Dataset entries
——

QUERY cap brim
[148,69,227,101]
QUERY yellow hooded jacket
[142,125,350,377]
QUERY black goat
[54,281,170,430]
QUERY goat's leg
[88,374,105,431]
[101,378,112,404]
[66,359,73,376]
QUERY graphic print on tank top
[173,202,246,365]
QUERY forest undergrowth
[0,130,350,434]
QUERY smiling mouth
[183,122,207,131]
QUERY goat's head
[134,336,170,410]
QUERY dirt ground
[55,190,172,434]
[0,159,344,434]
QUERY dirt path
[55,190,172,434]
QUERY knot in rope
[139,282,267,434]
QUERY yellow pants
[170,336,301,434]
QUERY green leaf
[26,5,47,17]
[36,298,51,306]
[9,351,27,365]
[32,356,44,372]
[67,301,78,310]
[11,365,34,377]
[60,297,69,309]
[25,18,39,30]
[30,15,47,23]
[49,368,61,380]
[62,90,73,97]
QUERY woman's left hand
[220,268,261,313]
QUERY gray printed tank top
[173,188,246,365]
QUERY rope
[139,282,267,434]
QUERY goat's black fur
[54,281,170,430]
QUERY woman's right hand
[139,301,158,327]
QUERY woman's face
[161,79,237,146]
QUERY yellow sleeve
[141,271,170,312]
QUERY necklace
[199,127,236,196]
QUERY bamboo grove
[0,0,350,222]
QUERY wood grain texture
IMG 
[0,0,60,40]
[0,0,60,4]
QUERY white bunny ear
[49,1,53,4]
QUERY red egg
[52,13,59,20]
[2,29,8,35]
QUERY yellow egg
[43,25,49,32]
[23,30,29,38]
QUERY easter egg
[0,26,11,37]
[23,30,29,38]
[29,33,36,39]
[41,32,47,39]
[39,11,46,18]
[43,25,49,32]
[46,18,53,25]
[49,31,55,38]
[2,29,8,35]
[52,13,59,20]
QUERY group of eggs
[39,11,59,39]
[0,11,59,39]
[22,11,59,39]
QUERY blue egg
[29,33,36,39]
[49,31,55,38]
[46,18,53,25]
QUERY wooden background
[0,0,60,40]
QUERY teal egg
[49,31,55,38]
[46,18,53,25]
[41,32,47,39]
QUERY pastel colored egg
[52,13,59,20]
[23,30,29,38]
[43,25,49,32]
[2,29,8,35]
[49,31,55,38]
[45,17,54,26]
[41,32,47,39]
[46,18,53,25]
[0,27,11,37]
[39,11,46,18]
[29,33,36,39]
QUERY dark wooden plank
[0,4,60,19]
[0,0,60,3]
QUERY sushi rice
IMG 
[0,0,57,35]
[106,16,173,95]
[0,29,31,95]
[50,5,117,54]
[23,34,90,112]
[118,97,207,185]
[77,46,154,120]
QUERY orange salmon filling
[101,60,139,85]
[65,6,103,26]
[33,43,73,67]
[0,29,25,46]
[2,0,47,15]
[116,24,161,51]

——

SHORT TASK: Collect each line of the records that contains the word "yellow". Letter case matters.

WORKED SOLUTION:
QUERY yellow hooded jacket
QUERY yellow pants
QUERY yellow sleeve
QUERY yellow egg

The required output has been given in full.